Take the entries below and print only the lines from the one with "of the wheel" through the one with "of the antenna", exactly as they stand, both ends included.

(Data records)
•••

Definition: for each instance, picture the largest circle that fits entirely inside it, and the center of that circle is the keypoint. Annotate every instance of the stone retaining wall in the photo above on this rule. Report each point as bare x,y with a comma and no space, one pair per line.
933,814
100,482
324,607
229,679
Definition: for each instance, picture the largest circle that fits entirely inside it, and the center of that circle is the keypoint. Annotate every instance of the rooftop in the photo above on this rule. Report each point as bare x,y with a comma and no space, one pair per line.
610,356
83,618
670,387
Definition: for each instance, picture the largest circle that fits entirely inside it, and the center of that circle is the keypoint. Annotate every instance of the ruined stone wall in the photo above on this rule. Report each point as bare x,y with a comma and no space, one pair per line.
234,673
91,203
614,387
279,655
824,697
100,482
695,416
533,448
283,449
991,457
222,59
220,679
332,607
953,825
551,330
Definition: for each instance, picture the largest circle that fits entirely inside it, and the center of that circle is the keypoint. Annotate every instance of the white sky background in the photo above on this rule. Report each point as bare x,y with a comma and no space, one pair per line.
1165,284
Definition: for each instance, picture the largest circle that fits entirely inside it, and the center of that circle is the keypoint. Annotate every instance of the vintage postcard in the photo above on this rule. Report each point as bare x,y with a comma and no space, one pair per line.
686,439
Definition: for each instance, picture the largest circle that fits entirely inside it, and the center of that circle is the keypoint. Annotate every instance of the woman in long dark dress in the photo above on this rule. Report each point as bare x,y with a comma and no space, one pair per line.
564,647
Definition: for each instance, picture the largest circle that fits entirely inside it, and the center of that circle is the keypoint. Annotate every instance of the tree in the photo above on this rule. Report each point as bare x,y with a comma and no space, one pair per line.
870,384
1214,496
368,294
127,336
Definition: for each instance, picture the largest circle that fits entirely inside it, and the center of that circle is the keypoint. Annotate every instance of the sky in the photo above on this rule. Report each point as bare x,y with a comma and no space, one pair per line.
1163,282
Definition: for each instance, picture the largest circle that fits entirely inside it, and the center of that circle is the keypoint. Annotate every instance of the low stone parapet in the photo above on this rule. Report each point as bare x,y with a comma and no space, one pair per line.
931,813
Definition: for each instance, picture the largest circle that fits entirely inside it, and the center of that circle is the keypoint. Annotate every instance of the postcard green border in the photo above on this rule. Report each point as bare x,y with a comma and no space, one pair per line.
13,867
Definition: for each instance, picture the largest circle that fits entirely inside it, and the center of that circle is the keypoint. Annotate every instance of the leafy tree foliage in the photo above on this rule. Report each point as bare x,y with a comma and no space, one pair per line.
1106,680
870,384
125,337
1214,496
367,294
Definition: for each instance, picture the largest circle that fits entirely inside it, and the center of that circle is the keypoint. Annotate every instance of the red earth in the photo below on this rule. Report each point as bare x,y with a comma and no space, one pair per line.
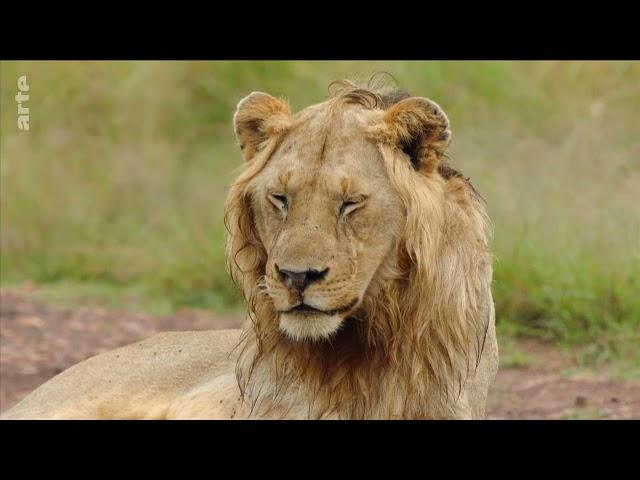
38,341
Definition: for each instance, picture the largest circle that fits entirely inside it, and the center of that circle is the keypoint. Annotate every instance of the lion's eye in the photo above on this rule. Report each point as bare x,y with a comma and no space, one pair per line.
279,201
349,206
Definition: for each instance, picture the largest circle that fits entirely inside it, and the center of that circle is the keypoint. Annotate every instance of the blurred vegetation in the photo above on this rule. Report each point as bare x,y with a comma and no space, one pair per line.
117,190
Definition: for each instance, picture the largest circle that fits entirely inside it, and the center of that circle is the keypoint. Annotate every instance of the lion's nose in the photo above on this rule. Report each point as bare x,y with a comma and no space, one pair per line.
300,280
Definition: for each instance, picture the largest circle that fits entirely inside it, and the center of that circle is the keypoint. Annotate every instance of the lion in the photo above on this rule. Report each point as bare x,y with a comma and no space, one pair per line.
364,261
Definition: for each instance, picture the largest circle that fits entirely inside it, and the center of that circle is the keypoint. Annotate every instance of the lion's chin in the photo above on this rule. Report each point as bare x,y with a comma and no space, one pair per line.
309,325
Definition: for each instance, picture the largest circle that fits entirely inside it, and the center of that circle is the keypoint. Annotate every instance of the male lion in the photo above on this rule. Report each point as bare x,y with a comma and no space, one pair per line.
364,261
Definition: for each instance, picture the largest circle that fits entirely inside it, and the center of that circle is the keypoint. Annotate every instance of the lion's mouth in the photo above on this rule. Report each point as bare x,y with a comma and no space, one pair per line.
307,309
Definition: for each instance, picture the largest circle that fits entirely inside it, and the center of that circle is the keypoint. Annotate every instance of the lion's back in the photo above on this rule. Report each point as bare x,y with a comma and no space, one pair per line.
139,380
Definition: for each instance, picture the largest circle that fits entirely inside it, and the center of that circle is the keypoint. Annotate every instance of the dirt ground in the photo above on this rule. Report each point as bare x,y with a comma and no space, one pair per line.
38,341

•••

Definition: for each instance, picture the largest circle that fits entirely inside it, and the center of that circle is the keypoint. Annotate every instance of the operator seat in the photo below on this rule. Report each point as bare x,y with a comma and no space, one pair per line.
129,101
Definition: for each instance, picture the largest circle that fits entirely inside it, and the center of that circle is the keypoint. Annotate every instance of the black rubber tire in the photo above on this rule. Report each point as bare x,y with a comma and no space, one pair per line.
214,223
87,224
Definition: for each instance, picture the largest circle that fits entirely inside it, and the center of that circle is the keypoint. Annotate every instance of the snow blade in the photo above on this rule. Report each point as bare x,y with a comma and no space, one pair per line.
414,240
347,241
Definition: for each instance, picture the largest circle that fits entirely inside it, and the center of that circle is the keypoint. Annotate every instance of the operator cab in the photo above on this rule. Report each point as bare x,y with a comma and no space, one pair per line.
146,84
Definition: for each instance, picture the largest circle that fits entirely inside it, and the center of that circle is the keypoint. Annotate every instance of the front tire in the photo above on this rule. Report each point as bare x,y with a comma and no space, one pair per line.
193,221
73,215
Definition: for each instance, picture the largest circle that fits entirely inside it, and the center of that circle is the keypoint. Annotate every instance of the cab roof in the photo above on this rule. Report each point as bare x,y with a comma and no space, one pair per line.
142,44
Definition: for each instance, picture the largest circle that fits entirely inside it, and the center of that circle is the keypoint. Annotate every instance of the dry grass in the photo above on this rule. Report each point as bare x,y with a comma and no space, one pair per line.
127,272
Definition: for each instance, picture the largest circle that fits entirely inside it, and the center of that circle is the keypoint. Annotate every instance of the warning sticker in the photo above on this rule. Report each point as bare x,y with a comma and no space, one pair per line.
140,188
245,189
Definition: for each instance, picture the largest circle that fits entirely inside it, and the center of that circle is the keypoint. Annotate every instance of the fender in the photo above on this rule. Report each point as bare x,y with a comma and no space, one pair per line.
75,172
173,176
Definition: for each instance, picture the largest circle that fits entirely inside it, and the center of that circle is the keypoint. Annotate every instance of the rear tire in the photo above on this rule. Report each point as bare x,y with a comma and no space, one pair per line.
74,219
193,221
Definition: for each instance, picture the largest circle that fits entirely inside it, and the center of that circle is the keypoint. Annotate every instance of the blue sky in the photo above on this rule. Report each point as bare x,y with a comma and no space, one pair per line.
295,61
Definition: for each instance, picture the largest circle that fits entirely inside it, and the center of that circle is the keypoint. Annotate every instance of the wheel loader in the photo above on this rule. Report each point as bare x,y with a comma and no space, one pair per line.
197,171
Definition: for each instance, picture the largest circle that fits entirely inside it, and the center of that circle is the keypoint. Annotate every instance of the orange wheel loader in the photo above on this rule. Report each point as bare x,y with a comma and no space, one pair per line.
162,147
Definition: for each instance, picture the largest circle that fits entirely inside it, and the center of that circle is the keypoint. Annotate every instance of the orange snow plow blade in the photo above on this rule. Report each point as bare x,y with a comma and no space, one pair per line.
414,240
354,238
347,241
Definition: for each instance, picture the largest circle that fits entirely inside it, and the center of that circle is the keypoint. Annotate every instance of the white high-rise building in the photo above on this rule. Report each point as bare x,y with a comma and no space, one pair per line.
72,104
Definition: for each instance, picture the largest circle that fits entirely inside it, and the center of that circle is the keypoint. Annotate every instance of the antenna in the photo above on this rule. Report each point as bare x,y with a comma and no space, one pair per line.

•••

RESPONSE:
Definition: for each instance, picture the largest circle that fits entirely inside it, and the center of that circle is the keypoint. Annotate every instance of the wheel loader in the photo above on this rule. Report each point as bare x,y with a comma and no space, one pair per line.
197,171
Definition: for each instance, picture the largest circle that fits entirely inside it, and the center of that circle is the keypoint. Annotate every instance of the orange wheel loader in the photo above on this rule. Report each point as bare x,y with a comma and no space, one pair per line.
162,147
Definition: for each instance, picture the largest circle that fits entirely inside it, and the center of that circle is the keypoint. Annotate every instance of the orange snow plow blade in the photo above on this rule. Report each point as bare x,y with a comma and no space, one pair per line.
414,240
354,238
347,241
Definition: for each instance, picture the largest circle that fits entirely inside it, and the center of that circle is the keypoint. Annotate every instance of the white high-rise building in the photo above on this rule. Report each point as bare x,y with a comma and no space, one pair per line.
72,104
Definition: for each instance, picture the largest circle that fits entirely inside it, and the center of that circle is the keypoint. Annotate every instance of the antenna in the photo above on this rule. Report each point as bare x,y with a comma and no space, one pair per line.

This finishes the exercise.